*WHAT TO WORK ON*.
Return the entries below in full. Keep every word as it is.

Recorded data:
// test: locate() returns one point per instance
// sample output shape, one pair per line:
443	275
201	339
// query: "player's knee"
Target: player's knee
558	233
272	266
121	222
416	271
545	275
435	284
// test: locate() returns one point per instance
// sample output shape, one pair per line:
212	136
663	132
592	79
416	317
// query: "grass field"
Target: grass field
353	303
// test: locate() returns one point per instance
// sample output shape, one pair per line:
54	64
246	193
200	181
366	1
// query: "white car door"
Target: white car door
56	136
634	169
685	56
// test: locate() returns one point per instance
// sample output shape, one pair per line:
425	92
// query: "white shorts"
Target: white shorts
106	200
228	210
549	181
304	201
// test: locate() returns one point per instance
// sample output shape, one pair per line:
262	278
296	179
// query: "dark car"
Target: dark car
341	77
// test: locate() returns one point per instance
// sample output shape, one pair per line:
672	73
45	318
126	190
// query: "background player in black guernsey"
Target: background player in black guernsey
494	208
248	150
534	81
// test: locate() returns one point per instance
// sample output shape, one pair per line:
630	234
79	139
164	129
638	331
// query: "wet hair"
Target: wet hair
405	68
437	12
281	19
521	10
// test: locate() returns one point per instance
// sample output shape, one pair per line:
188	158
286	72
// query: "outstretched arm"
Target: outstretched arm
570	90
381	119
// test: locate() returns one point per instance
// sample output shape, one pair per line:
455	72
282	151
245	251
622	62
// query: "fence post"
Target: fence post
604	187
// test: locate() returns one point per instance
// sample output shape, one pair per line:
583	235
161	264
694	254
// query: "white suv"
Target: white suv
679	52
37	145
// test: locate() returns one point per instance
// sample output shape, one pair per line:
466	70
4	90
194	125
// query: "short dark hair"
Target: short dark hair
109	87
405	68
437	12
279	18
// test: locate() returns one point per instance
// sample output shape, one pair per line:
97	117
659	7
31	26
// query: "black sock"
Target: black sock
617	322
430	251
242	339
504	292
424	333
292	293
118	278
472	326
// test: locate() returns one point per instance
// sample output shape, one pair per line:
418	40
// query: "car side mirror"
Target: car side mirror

*WRITTEN REPLY*.
// test: locate() returns one point per instance
// sample output shape, one pair per line:
443	275
201	339
// query: "player's knee"
Target: player's knee
558	233
272	266
121	222
416	271
545	275
435	284
// test: locate() returns one point per instance
// sample output shape, one pair per line:
212	136
663	132
592	79
416	317
// query: "grass field"
Target: grass field
353	303
// test: locate() returns one point per instance
// sample output shape, one pair per line:
54	64
246	193
200	181
366	1
// query: "white car door"
Target: white car door
56	136
634	169
685	56
// test: locate() returns one point per instance
// sample output shape, one pair per line:
425	92
// query: "white shorts"
Target: white shorts
106	200
228	210
549	181
304	201
// test: locate() returns one point per instance
// sample output shape, one pair per line:
262	278
296	179
// query: "dark car"
Target: dark car
341	77
// test: locate() returns one point per instance
// sample output shape, one pair per line:
672	73
45	318
126	190
// query: "background player in black guernsey"
Target: background player in black guernsey
494	208
248	150
534	81
// test: locate() returns one point per instance
// sample output shape, one pair per line:
630	234
79	139
164	129
638	331
// query: "wet hair"
Target: wet hair
405	68
437	12
281	19
521	10
// test: locate() returns one point per instance
// sample output shape, one pair per line:
188	158
286	72
// query: "outstretched arm"
Target: outstretched arm
570	90
381	119
// test: locate() returns one point per instance
// sample output shape, one pair per line:
455	72
282	151
245	251
622	62
// query: "fence post"
Target: fence post
604	187
// test: locate() returns one point per instance
// sample output shape, one pair per line:
583	235
161	264
694	254
// query: "white suv"
Target: white suv
679	52
37	145
// test: locate() returns one point per instance
// sample output shape, one pair per line:
466	70
4	90
194	125
// query: "short dark hair"
Target: short dark hair
109	87
405	68
437	12
279	18
// test: locate() returns one point per instance
// sample output shape, one pair per line:
97	117
659	7
31	26
// query: "black sock"
Target: black sock
617	322
430	251
242	339
504	292
424	333
292	293
118	278
472	326
// test: locate() returns one point per instance
// sample output shape, one pair per line:
418	40
// query: "car side mirror"
Target: car side mirror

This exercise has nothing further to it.